### Entries shown

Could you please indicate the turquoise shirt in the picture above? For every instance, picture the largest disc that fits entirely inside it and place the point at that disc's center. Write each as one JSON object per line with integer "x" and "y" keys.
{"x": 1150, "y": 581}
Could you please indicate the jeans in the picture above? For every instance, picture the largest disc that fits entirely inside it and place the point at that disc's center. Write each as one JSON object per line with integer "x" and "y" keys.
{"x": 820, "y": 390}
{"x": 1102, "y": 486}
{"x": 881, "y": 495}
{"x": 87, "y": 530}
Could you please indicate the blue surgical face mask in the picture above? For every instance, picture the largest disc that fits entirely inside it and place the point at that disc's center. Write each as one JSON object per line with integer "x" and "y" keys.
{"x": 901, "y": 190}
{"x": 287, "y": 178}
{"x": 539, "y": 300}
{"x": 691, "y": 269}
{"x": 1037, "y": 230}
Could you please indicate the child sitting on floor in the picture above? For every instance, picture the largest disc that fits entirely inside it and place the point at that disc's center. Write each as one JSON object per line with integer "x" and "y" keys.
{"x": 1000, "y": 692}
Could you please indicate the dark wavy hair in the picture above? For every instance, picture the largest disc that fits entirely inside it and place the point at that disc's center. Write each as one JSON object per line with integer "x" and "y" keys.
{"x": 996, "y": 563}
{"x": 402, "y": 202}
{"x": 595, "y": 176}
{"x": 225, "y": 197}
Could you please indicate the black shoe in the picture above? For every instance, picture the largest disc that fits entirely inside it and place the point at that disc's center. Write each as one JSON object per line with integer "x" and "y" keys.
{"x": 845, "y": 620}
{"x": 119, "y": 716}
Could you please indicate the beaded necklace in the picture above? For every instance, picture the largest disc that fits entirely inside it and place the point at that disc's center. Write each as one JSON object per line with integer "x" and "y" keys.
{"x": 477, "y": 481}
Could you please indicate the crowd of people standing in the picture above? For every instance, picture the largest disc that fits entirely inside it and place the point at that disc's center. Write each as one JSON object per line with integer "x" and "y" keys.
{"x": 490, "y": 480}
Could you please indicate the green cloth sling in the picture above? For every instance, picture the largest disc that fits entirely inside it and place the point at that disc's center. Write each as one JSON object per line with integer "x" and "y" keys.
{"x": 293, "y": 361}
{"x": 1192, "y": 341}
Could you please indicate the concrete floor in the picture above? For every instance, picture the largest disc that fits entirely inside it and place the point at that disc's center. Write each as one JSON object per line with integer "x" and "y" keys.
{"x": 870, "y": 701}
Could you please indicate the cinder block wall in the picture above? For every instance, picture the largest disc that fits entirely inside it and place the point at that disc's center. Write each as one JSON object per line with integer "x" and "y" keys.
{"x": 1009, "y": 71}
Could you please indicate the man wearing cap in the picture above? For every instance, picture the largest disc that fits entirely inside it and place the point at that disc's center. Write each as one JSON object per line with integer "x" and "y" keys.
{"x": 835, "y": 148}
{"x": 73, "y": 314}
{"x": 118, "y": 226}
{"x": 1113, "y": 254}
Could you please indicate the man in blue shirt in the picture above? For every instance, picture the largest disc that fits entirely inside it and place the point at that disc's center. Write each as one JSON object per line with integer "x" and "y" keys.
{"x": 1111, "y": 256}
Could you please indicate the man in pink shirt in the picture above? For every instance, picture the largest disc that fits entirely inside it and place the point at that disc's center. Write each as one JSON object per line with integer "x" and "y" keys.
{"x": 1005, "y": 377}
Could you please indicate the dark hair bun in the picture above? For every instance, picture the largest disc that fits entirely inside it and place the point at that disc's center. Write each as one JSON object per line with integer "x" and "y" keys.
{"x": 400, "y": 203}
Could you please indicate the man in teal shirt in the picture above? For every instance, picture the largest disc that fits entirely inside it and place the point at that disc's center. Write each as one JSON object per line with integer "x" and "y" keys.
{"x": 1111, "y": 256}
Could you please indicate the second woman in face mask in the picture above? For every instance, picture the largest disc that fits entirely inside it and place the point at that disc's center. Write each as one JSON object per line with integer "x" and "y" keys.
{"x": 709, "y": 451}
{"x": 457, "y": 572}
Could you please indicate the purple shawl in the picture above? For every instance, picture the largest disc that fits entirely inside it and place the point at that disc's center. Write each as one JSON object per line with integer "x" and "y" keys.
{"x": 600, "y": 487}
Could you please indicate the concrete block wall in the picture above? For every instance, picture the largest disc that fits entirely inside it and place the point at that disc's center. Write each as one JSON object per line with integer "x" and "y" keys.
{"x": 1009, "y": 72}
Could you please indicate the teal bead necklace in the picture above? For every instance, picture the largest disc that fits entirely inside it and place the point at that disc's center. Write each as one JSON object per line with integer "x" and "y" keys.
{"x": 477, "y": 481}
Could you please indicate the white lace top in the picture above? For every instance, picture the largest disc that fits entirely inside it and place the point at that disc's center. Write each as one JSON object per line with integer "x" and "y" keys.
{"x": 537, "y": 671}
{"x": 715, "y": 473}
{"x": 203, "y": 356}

######

Restate the entries above. Match them exactly.

Could you please indicate the turquoise shirt in the picture above? For every instance, picture the largest disc that fits entirely inside it and place the point at that disc's center. Write each as one JSON object per line with integer "x" and "y" keys.
{"x": 1150, "y": 581}
Could you please indicate the jeans in the picture above? For every instance, picture the largest disc that fits entirely inside it and place the point at that disc's center. Write each as one JSON object per line with integer "x" and "y" keys.
{"x": 820, "y": 390}
{"x": 1102, "y": 486}
{"x": 881, "y": 495}
{"x": 87, "y": 530}
Could you please indicate the blue surgical face mask in the picture above? For every instance, picture the largest disc that fits entirely inside it and place the point at that disc's center. Write each as one JSON object per line with integer "x" and "y" keys.
{"x": 901, "y": 190}
{"x": 287, "y": 178}
{"x": 539, "y": 300}
{"x": 691, "y": 269}
{"x": 1037, "y": 230}
Could you please indicate the child sitting on floor in the picture above? For every instance, picture the largest disc that fits entirely inside it and place the point at that disc's center. Write each as one JSON object per line with integer "x" and "y" keys.
{"x": 1000, "y": 692}
Could you please indicate the dark wavy hair in the picture above? For every instance, picture the largest disc that fits entirely inside it and place the point at that disc's center. Write each as one JSON object per line with integer "x" and "y" keys.
{"x": 996, "y": 563}
{"x": 402, "y": 202}
{"x": 595, "y": 176}
{"x": 225, "y": 197}
Could you please indicate the black shoe in the picture above? For every instance, picture the largest disc that fits entirely inside it and place the point at that disc's center. Write each as one JSON object per line with integer "x" and "y" keys.
{"x": 845, "y": 620}
{"x": 119, "y": 716}
Could you please indicate the beaded necklace in the picture above? For every instance, picture the largest disc that fits entirely inside it and place the point at that disc's center. Write each as one JSON object per line with integer "x" and "y" keys.
{"x": 477, "y": 481}
Could you please indicate the crowd of people standing in the picture above? For every instance, picture the largest disc that fits entirely inside it and place the point at that disc's center. Write each as one JSON object per line with integer "x" and "y" keys.
{"x": 490, "y": 480}
Could you please indicate the green cloth sling in the picture above? For every instance, picture the largest disc that fits entirely inside it and place the point at that disc's center. Write each as one JSON object per line with integer "x" and "y" keys.
{"x": 293, "y": 361}
{"x": 1192, "y": 341}
Could you please indicate the concrete floor in the picture above? For every instance, picture the largest disc that fits entirely inside it and place the point at that disc's center. Write each as one JSON object per line with integer "x" and "y" keys.
{"x": 870, "y": 701}
Could you please indicate the cinder block wall in the picture above? For every instance, picture the largest disc that fits entirely inside it and place the point at that disc's center. Write each as one JSON object per line with integer "x" and "y" keys.
{"x": 1009, "y": 71}
Could you please indicate the man wearing cap in the picture above? For every instance, picture the largest disc that fits entirely inside it and place the point at that disc's center. Write each as one JSON object per line with integer "x" and "y" keys.
{"x": 835, "y": 148}
{"x": 73, "y": 314}
{"x": 118, "y": 226}
{"x": 1113, "y": 254}
Could you please indicate the man in blue shirt in the picture above? For every instance, picture the largest disc that fits entirely inside it and place the point at that disc's center. Write each as one JSON object per line with integer "x" and "y" keys.
{"x": 1111, "y": 256}
Could you please indicate the man in pink shirt in the picture above? For every instance, picture the largest disc that fits entirely inside it and place the point at that disc's center. Write each as one JSON object per line with integer "x" and "y" keys.
{"x": 1005, "y": 377}
Could you please indicate the dark hair bun in the picture above? For every instance, picture the largest disc that fits entirely inside it and place the point at that disc's center. Write each as one JSON object per line with integer "x" and "y" keys.
{"x": 400, "y": 203}
Could you please indicate the man in teal shirt in the picture above? For every instance, picture the largest disc that fits entirely inside it and place the point at that disc's center. Write each as one JSON object per line with integer "x" and "y" keys.
{"x": 1111, "y": 256}
Could you please indicate the second woman in face mask in the picture above? For every instance, picture the largest disc that fits entirely inside it and place the point at that disc's center. Write each as one JSON object per line with integer "x" and "y" keys.
{"x": 709, "y": 451}
{"x": 457, "y": 572}
Could you please indicate the purple shawl in the picture above? For every instance, picture the largest disc that fits entirely inside it and place the point at that disc's center. Write each as one JSON object per line with integer "x" and "y" keys.
{"x": 600, "y": 487}
Could you please indicate the concrete block wall in the picture above? For every instance, picture the largest disc that fits entirely inside it and place the point at that disc's center. Write each as one JSON object per line with integer "x" and "y" keys.
{"x": 1009, "y": 72}
Could you please indicate the teal bead necklace in the picture above? For every instance, picture the largest disc that fits entirely inside it and place the point at that disc's center. Write each as one JSON object per line with integer "x" and "y" keys.
{"x": 477, "y": 481}
Could you please indicate the white lace top in the picture above? For every instance, picture the largest disc that fits entirely inside it and place the point at that disc's center. Write each as one JSON object per line with integer "x" and "y" keys.
{"x": 537, "y": 671}
{"x": 715, "y": 473}
{"x": 203, "y": 356}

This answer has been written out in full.